OBJECTIVE> The entries need to be copied exactly.

## start

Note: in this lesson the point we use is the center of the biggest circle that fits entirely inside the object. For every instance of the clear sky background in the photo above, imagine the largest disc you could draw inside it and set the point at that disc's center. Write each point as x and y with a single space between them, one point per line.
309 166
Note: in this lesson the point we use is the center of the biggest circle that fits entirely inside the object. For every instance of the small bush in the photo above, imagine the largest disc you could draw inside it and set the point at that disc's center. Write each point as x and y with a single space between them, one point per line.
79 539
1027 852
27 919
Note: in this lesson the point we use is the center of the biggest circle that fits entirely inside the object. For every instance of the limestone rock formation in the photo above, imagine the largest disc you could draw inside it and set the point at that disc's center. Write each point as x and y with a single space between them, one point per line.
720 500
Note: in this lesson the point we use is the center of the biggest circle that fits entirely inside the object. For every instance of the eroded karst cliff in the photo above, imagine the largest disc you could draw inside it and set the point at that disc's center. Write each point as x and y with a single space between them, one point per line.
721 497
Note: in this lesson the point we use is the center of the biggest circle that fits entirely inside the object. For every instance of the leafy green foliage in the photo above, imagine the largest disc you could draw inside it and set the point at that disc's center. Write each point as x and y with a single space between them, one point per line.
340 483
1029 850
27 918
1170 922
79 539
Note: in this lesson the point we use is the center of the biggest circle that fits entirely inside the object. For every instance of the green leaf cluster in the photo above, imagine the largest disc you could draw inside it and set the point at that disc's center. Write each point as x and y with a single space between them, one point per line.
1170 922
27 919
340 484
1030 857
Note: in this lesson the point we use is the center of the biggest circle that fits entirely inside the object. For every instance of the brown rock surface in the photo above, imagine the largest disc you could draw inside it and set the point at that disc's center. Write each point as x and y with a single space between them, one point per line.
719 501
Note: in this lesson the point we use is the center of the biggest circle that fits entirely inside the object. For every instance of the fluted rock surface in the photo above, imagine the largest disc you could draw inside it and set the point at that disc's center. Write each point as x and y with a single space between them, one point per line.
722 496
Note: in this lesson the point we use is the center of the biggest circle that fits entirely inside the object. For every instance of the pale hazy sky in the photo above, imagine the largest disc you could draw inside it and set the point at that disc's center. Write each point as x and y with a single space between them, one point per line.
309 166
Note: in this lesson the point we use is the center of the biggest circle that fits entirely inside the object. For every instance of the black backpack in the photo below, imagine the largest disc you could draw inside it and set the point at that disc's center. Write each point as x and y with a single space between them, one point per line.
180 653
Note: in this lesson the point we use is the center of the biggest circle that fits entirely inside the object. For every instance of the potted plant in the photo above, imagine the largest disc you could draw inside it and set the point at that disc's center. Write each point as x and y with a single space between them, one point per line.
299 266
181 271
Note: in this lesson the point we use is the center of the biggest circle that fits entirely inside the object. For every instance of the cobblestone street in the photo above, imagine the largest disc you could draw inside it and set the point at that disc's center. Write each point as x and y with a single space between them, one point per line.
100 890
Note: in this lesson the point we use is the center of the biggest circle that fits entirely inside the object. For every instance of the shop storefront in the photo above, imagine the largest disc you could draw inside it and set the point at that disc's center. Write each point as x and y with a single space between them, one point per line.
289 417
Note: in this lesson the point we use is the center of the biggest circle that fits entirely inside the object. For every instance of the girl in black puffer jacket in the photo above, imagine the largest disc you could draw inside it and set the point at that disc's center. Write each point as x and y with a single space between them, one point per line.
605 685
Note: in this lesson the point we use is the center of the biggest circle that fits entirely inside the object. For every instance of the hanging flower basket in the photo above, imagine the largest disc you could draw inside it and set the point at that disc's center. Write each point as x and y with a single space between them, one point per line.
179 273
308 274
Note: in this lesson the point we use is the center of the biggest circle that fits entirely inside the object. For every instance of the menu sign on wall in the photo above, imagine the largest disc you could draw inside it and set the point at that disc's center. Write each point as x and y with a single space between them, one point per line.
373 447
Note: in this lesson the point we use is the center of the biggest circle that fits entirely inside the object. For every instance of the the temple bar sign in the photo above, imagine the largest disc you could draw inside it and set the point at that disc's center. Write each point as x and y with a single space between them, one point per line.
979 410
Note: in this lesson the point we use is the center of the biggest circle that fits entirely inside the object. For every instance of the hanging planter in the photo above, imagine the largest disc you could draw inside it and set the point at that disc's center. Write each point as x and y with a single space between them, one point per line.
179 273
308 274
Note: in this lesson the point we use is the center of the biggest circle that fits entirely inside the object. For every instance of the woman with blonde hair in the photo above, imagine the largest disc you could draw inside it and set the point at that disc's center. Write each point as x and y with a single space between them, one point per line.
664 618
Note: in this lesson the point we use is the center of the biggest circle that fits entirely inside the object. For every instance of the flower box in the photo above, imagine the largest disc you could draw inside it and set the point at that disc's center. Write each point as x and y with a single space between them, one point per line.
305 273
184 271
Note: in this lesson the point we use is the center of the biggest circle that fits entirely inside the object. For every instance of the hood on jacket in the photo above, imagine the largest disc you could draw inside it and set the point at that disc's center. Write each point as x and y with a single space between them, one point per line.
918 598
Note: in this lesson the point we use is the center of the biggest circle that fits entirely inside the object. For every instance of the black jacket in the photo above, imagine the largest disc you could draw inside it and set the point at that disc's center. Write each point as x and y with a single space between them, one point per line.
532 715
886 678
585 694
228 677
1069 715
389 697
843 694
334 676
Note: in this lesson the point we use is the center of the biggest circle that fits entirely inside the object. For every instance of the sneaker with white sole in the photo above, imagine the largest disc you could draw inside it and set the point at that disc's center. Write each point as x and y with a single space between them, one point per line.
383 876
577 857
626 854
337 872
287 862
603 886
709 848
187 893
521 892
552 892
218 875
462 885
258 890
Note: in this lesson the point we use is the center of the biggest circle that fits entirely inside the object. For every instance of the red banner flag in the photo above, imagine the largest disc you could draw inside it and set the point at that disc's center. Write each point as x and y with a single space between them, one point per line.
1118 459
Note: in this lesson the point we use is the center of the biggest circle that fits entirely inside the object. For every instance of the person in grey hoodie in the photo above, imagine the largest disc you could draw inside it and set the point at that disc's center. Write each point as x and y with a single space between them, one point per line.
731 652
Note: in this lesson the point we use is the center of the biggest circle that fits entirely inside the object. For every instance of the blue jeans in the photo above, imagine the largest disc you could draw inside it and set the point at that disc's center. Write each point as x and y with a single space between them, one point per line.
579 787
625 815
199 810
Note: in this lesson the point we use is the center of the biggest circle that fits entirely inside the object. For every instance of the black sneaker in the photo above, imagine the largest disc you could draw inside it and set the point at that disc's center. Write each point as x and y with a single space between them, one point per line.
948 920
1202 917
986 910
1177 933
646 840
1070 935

## end

RESULT>
Note: in this lesson the point we use is the center of the biggest circle that fits entirely inside the object. For every instance of the clear sky background in the photo above, imagine the largest disc you could draw inside it and set the point at that disc's center. Write each point as x and y with a single space between them, one point per line.
309 166
Note: in this lesson the point we use is the center of the biggest circle that fits entirely inside the object. For every instance of the small bush in the photo above, imagine the largest disc you could draw inside it and set the point at that disc's center. Write each point as x and y with a single space between them, one point per line.
79 539
1027 852
27 919
Note: in this lesson the point we use is the center of the biggest circle that fits entirely inside the object. For every instance of the limestone rock formation in the photo above, imagine the largest disc you could draw inside it and set the point at that disc's center. Write each point as x and y with a single space between them, one point per line.
720 500
Note: in this lesson the point we use is the center of the biggest circle that fits entirely inside the object. For every instance of the eroded karst cliff in the photo above, imagine the largest disc you could draw inside it and set the point at that disc's center. Write each point as x and y with a single space between them, one point per line.
721 497
Note: in this lesson the point we use is the center of the biggest circle that fits entirely inside the object. For every instance of the leafy green foliage in the photo above, imagine the largest disc you could draw inside it and set the point at that disc's center. Write each point as x and y with a single space between them, one point per line.
340 483
1029 850
27 918
1170 922
79 539
Note: in this lesson the point we use is the center of the biggest circle that fits entirely inside the object. For every instance of the green leaf cluster in the photo above, imagine the largest disc you could draw inside it and set the point at that disc's center. Write each point as x and y with a single space between them, one point per line.
1170 922
27 919
340 484
1030 857
Note: in this lesson the point we use is the center of the biggest circle that fits entirely inside the object. For every instance of the brown rock surface in the photo above, imagine the largest disc you could draw inside it and set the point at that disc's center. Write each point as x and y with a single space between them, one point per line.
719 501
Note: in this lesson the point we use is the center of the biggest circle that fits entirely inside the object. For every instance of the fluted rock surface in the photo above, imagine the largest disc you could draw inside it and set the point at that disc's center. Write each point as x and y with a single space between them, one point per line.
722 496
Note: in this lesson the point we use is the center of the biggest circle that fits entirely inside the object. For every instance of the pale hazy sky in the photo above, imagine the largest disc you could draw inside it and set the point at that disc's center. Write each point as x and y with a single space between them, one point per line.
309 166
Note: in this lesson the point we use is the center of the biggest circle that fits entirely inside the object. For every instance of the black backpack in the photo below, imagine the largest disc you could draw inside it and set the point at that disc's center. Write each point as x and y with a single space between them, one point per line.
180 653
Note: in this lesson the point we use is the center of the biggest circle that fits entirely inside the object. For every instance of the potted plant in the photo above, imagine the largest disc you could draw inside it and set the point at that disc's center. Write each point as x and y with a single space between them, one point per line.
299 266
181 271
Note: in this lesson the point we use is the center of the biggest circle that fits entirely inside the object. For every instance of the cobblestone street in the photo above, imagine the largest disc you could draw inside it and set the point at that disc's center. Write each point as x and y with a single space between them, one point per line.
100 890
Note: in this lesson the point we use is the center of the biggest circle that fits entirely inside the object. For every instance of the shop storefront in the photo above, imagine the largest disc you could draw inside it and set the point at that disc's center. Write each point as x and y with a single space between them, one point per line.
289 417
Note: in this lesson the point we use is the center of the biggest circle that fits entirely inside the object. For every instance of the girl in black puffer jacket in the photo above, imagine the largest disc you could draw inside it and set the point at that disc's center. Write each point as x and y with a single space between them, one point per line.
605 685
Note: in this lesson the point we use is the center of the biggest circle that fits entirely inside the object. For every instance of the hanging flower basket in the photo above, imagine the largest disc you could draw inside it and set the point at that disc's center. Write each point as x and y with a single space between them, one point per line.
179 273
308 274
Note: in this lesson the point we use is the center of the biggest circle that fits entirely inside the object. For every instance of the menu sign on wall in the photo above, imagine the largest disc you could draw inside it and set the point at that disc's center. Write each point as x and y with a single space between them, one point per line.
373 447
Note: in this lesson the point we use is the center of the biggest circle that fits entirely inside the object. For every instance of the the temple bar sign in the photo above, imagine the largest disc you could draw inside it and set the point at that disc's center. Write each point as x and y with a single space between them, one point per line.
979 410
Note: in this lesson the point we use is the center of the biggest circle that fits entirely inside the object. For every instance of the hanging planter in the photo above, imagine the largest disc you could draw inside it and set the point at that disc's center. Write each point as x and y with a single space between them, one point per line.
179 273
308 274
Note: in this lesson the point we use is the center of the biggest circle that fits entirely inside the object. For every instance of the woman with blonde hair in the photo above, imagine the largest disc you could draw inside it and set the point at that disc's center. Write each point as x and y with a single space between them, one point per line.
664 618
Note: in this lesson the point we use is the center of the biggest circle that fits entirely inside the object. For every instance of the flower box in the photo above, imagine the largest disc you could draw inside it and set the point at that disc's center. Write each point as x and y with a single space between them, one point per line.
305 273
184 271
Note: in this lesson the point we use is the center of the biggest circle that fits entirely inside the object. For every instance of the hood on jacket in the photo above, imagine the largest disc you could draw inside it and set the point at that disc's center. Write each point as x and y with a single space between them, one point per line.
918 598
Note: in this lesson the point we use is the center of the biggest circle that fits entirely inside the object. For every instance of the black jacket in the photo above, imagine the largest disc you could draw inside it and set the point at that disc's center. Write each point as x and y with a single space between them, one point per line.
532 715
886 678
585 694
228 677
1069 715
389 697
843 694
334 676
Note: in this lesson the point we use is the center of the biggest circle that fits entirely inside the object. For every instance of the sneaker with white sole in the photo above, imagine the largest disc you could draw inside it and set the point at that disc's center. Write each point as x and y with a single space between them, one point per line.
383 876
577 857
626 854
337 872
287 862
603 886
709 848
187 893
521 892
552 892
218 875
462 885
258 890
Note: in this lesson the point we use is the center of the biggest circle that fits entirely inside the object. For every instance of the red banner flag in the photo above, imagine the largest disc you could draw inside it and set the point at that disc's center. Write each point as x and y with a single space between them, one point per line.
1118 459
Note: in this lesson the point we use is the center of the biggest circle that fits entirely inside the object. For every instance of the person in grey hoodie in the photo above, imagine the largest disc you could draw inside it and set the point at that disc's center. Write each point as x and y with a single space between them, one point per line.
731 652
Note: in this lesson the point we use is the center of the biggest circle that fits entirely inside the object. For every instance of the blue jeans in the photo above, imagine the largest disc you could draw inside it and set the point at that disc's center. Write each point as x and y with a single space between them, one point per line.
579 787
625 815
199 810
Note: in this lesson the point we use is the center of the biggest circle that fits entirely inside the object. For every instance of the black sneaker in the photo above, imagine the largest disc you could draw inside it and set the point at that disc's center. Write each point as x and y with a single space between them, one point per line.
948 920
1202 917
986 910
1177 933
646 840
1070 935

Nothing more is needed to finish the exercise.